» Ausgewählter Textauszug:
↓

„Ein LKW macht Theater…und das auf dem Schulhof!“

Da fragt sich so manch einer bestimmt: „Was ist das denn für eine Überschrift?“

Ja genau, das ist nämlich auf dem Schulhof der Karl-Gärtner Schule am Dienstag, 16.5.2023 passiert:

Da stehen ein paar Stühle und Bänke unter dem überdachten Gang zum Verwaltungsgebäude, genau so viele, dass drei Klassen auf einmal Platz finden können. Ein paar Decken liegen für die Kinder der dritten und später vierten Klassen auch schon bereit, denn die „Eisheiligen“ sind auch noch an diesem Tag zu spüren.

Gespannt sitzen alle da und fragen sich: „Na, wo ist denn die Bühne? Heute kommt doch das Theater „Grüne Sosse“ aus Frankfurt.

„Hallo! Ich bin Frederike – LKW Fahrerin, Schauspielerin und Geschichtenerzählerin und nun macht bitte mal die Augen zu und zählt bis 90…“

Ja, und das machen dann fast alle auch. Über den Schulhof hört man ein lautes Motorenbrummen und als sich bei 91 die Augen öffnen, sehen alle einen LKW direkt vor ihre Sitzplätze fahren…. “Tadaaa die Bühne ist da!“

Während sie von klassischer Musik begleitet ihren LKW zur Bühne vorbereitet, klärt Frederike erst einmal auf, dass das weit verbreitete „Truckerklischee“ so gar nicht stimmt und sie viele spannende tolle Menschen auf der Straße und den Raststätten kennengelernt haben, als das Team des Theaters 2020 loszog, um Geschichten zu sammeln.

↑

» Aufgaben:
1. Zitiere aus dem Text über das LKW-Theater auf dem Schulhof den Abschnitt von „Während sie von“ bis einschließlich „Geschichten zu sammeln.“.
2. Fasse im Text über das LKW-Theater auf dem Schulhof den Absatz, der mit „Da stehen ein paar Stühle“ beginnt, als kurze Stichpunktliste zusammen und behalte dabei seine wesentlichen Angaben bei.
3. Setze den Text über das LKW-Theater auf dem Schulhof im Anschluss an seinen letzten Satz fort.

» Bereitgestellte Daten:
↓

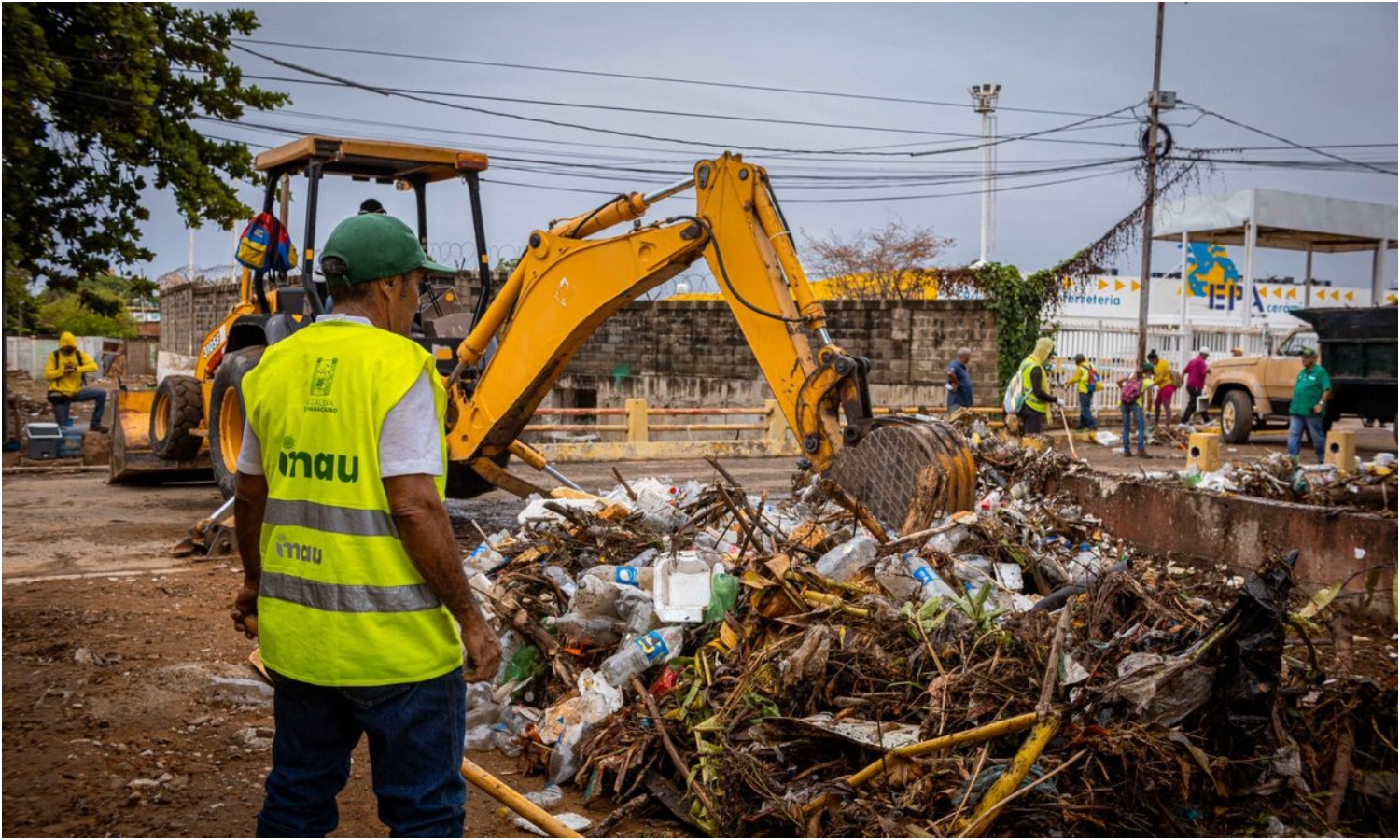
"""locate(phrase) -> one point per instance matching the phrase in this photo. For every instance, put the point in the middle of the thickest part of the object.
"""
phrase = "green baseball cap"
(370, 246)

↑

» Ergebnisse je Aufgabe:
1.
Während sie von klassischer Musik begleitet ihren LKW zur Bühne vorbereitet, klärt Frederike erst einmal auf, dass das weit verbreitete „Truckerklischee“ so gar nicht stimmt und sie viele spannende tolle Menschen auf der Straße und den Raststätten kennengelernt haben, als das Team des Theaters 2020 loszog, um Geschichten zu sammeln.

2.
- Unter dem überdachten Gang zum Verwaltungsgebäude stehen Stühle und Bänke.
- Sie reichen für drei Klassen auf einmal.
- Für die Kinder der dritten und später der vierten Klassen liegen Decken bereit.
- Grund dafür ist, dass die „Eisheiligen“ an diesem Tag noch zu spüren sind.

3.
Während sie selbst auf, vor und in der LKW-Bühne Tee zubereitet, Essen kocht, liest und sich ausruht, beginnt sie mit einer bunten Geschichtensammlung:

Sie erzählt von…

.. Vadim dem feinfühligen, wachenden Ukrainer, der sensationelles Borschtsch auf seinem Gaskocher zubereitet und mit vollem LKW zurück in die Ukraine fuhr um dort zu helfen.

…von Überraschungsgeburtstagspartys der besten Truckerfreunde.

….von Ruth, einer Automechanikerin, Buchhändlerin und Truckerin, die für alles bestens gerüstet ist und nichts missen mag auf ihren langen Reisen.

… von Olec aus Weißrussland, der von Moskau nach Rotterdam unterwegs ist und die Geschichte erzählt, als er mal von einer Lawine in seinem LKW eingeschlossen wurde.

Viele Fotos auf Leinwänden und ein riesiger Flachbildschirm in einer Seekiste, auf dem immer wieder Videosequenzen zu sehen sind, lassen die Geschichten noch lebendiger werden.

Auch die Geschichte vom Autobahnpolizisten Holger ist dabei, welcher mit viel Fingerspitzengefühl und Nachsicht an seine Aufgabe herangeht und der Google –Übersetzer auf gar keinen Fall fehlen darf.

So wie bei Stadt –Land –Fluss – die Buchstaben ausgezählt werden, wirft sie den Kindern immer wieder neue Schlagwörter entgegen: „A, B, C….. Stop…. W …. Warenkette“. Was bedeutet eine Warenkette und was hat diese mit den LKW-Fahrern und Fahrerinnen zu tun?

Essen, Trinken, Handys, PC- Spiele, Stifte, Papier, T-Shirts, andere Kleidung und vieles mehr was wir kaufen und besitzen, wo kommt das eigentlich her? Wie kommt das in die Regale der Läden? Ist es hier genauso viel wert wie an dem Ort, an dem es produziert wird? Das sind Fragen, die Frederike mal so in die Zuschauerreihen zum Nachdenken „wirft“.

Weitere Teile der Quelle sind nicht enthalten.